A late-nineteenth-century controversy of a different kind also shaped Colorado’s trust framework: the carceral and sectarian funding dispute of 1887-1897. In 1887, the state formalized a relationship with the Sisters of the Good Shepherd to house “wayward girls” in a Catholic-run home, paying a per-diem rate.17 By 1897, several counties refused to pay the fees, arguing that such payments violated the Colorado Constitution’s prohibition on state funding for sectarian educational purposes — the so-called Little Blaine Amendment in Article IX, section 7.18 The episode never produced a school-fund-diversion case in the technical sense, but it did establish, early in Colorado’s constitutional life, the strict public-only character of the trust beneficiaries — a doctrine that would later be reinforced more than a century later in Brotman v. East Lake Creek Ranch.

The middle twentieth century produced one important boundary case. In 1961, in Sunray Mid-Continent Oil Co. v. State, the Colorado Supreme Court held that a statute requiring State Board of Agriculture approval for mineral leases on Fort Lewis lands impermissibly infringed the State Land Board’s constitutional authority.19 Sunray, read with Canal Certificates, marks the hard edge of the Colorado rule against transferring or vetoing Land Board disposition powers through another body. The Land Board’s constitutional role cannot be converted, by statute, into a junior partnership with another agency.

The case that synthesized the doctrinal line is Colorado State Board of Land Commissioners v. Colorado Mined Land Reclamation Board, decided by the state Supreme Court in 1991.20 The Land Board had leased 415.67 acres of school land near Eldorado Springs for mining, beginning in 1969 and 1973. When the lessee, Wesley D. Conda, Inc., sought expanded mining authority, Boulder County zoning and state mined-land reclamation requirements blocked the requested permit. The Land Board and lessee argued that applying nondiscriminatory zoning and reclamation rules to school lands diverted trust revenues and unlawfully impaired the Board’s authority. The court rejected the argument. Reasonable, nondiscriminatory laws of general application — police-power regulation, in the doctrinal terminology — can apply to trust lands without offending either the federal grant or the constitutional independence of the Land Board. The case draws the boundary that the late-twentieth-century reformers would inherit: regulation is permissible, structural transfer of disposition authority is not.

================

**WORK INSTRUCTION**
Carry on the history of Colorado's school land trust, picking up right after its last sentence. The material that follows plays no part in this.

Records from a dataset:
================

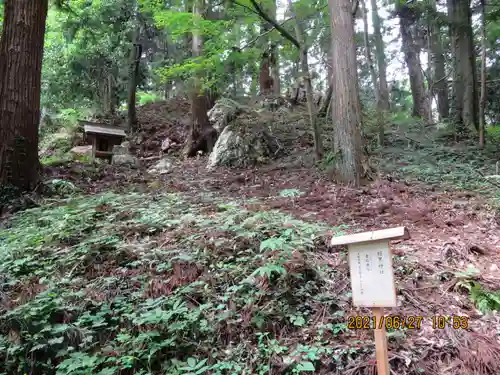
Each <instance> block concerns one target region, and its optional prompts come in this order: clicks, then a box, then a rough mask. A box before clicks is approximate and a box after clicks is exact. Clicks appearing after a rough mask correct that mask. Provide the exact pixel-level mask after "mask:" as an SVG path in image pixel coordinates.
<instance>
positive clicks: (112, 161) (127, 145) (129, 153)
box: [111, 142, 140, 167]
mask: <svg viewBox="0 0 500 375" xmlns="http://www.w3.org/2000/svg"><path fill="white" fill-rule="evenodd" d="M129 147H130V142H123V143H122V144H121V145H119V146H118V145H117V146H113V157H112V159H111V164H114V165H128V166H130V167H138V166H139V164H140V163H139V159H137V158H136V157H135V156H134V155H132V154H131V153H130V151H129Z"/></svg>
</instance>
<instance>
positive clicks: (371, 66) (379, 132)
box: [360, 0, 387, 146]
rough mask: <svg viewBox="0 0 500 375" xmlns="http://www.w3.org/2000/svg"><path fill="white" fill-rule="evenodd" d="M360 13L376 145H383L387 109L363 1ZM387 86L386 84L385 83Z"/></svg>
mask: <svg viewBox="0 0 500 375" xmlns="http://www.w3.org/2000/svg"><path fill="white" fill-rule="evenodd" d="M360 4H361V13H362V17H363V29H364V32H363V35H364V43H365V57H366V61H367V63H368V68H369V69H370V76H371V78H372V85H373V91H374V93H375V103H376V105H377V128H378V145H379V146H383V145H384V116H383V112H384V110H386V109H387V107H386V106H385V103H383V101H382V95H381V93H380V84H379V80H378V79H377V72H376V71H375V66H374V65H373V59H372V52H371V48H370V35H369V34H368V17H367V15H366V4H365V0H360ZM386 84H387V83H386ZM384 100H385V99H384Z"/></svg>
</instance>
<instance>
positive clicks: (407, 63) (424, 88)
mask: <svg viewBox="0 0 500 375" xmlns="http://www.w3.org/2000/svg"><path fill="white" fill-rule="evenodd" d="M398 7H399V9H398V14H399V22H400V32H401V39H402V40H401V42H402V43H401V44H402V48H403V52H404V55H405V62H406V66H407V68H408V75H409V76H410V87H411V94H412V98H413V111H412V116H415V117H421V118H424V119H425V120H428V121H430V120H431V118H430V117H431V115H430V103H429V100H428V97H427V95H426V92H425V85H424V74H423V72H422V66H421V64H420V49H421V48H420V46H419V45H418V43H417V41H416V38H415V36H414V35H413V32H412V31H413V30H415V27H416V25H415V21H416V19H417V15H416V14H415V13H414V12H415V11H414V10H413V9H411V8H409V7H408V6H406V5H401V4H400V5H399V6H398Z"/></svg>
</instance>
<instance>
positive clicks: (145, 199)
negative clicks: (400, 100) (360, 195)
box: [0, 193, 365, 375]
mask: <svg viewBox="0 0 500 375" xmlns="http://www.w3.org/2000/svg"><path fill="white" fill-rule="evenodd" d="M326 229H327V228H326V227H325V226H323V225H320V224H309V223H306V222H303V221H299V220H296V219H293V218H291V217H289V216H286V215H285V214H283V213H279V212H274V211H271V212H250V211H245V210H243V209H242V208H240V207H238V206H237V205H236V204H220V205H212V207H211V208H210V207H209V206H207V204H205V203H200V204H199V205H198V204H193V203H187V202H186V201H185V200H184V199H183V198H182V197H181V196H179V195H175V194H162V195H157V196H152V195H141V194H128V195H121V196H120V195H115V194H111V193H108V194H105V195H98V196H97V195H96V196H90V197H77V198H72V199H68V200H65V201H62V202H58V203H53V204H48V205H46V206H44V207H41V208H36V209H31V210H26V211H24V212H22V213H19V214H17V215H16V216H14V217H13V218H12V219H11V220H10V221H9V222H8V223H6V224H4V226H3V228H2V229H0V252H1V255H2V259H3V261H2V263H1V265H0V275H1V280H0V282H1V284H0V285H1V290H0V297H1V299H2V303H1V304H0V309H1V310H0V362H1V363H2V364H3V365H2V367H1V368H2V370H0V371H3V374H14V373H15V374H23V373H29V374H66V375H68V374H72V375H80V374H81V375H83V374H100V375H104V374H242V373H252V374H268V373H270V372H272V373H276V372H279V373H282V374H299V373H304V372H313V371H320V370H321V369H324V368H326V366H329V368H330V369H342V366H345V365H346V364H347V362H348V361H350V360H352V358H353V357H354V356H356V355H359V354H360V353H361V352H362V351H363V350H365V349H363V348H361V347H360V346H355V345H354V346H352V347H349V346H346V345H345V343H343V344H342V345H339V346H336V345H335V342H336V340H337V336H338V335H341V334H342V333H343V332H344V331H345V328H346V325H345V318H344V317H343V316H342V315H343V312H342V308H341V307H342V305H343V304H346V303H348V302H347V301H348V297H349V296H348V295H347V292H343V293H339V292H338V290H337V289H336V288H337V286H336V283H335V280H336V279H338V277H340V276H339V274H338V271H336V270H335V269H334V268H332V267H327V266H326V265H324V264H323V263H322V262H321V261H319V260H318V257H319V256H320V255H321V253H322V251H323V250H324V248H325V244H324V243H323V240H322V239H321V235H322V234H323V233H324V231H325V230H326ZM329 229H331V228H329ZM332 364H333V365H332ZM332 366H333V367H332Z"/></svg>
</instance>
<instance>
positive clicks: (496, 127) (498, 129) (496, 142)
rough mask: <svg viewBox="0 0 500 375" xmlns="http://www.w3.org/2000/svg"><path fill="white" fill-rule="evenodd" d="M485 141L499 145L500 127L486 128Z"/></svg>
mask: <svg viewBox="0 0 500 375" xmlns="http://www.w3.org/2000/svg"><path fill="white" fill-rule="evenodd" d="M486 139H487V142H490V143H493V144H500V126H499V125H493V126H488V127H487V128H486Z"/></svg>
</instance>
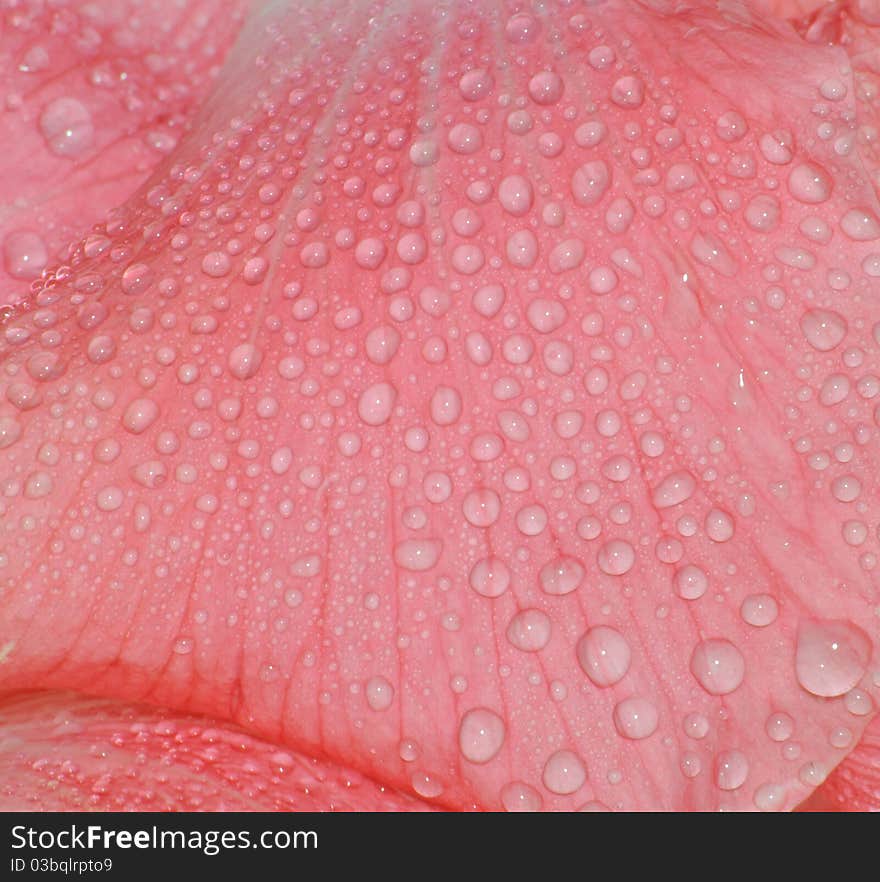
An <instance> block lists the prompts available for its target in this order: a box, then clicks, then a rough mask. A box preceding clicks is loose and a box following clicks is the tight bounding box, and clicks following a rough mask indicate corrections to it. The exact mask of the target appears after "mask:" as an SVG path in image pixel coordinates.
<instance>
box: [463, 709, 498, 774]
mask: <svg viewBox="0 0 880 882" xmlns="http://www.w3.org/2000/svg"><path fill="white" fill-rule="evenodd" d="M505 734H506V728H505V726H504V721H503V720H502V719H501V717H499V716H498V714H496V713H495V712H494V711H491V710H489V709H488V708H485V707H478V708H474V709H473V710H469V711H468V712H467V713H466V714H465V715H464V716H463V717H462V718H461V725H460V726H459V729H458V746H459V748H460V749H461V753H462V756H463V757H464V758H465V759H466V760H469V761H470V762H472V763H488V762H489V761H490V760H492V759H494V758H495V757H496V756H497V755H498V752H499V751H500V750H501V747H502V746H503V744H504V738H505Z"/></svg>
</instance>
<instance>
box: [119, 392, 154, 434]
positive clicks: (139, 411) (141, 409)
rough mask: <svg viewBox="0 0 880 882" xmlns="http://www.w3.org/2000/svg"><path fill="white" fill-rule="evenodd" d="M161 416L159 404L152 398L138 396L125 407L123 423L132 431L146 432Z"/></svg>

================

**RESPONSE BELOW**
By the early 1990s, however, the Colorado trust was entering a different kind of crisis. Several factors converged. The “oil and gas bubble” bust and the late-1980s real estate crash had made the management of state assets a high-priority political question.21 The rapid growth of the Front Range had concentrated public attention on the loss of open space and natural beauty, sensitizing voters — the same voters who had recently passed Great Outdoors Colorado in 1992 — to the value of land preservation.22 And the Land Board itself had become embroiled in a series of controversial real estate transactions in the late 1980s and early 1990s. Five specific deals during this period — typically nonsimultaneous land exchanges or sales of high-value parcels near growing urban areas — were cited by reformers as primary catalysts.23 The Board’s “secure the maximum possible amount” mandate had begun to look, in critics’ framing, like a structural license to sell off the trust’s most valuable parcels at the moments when private development pressure was highest.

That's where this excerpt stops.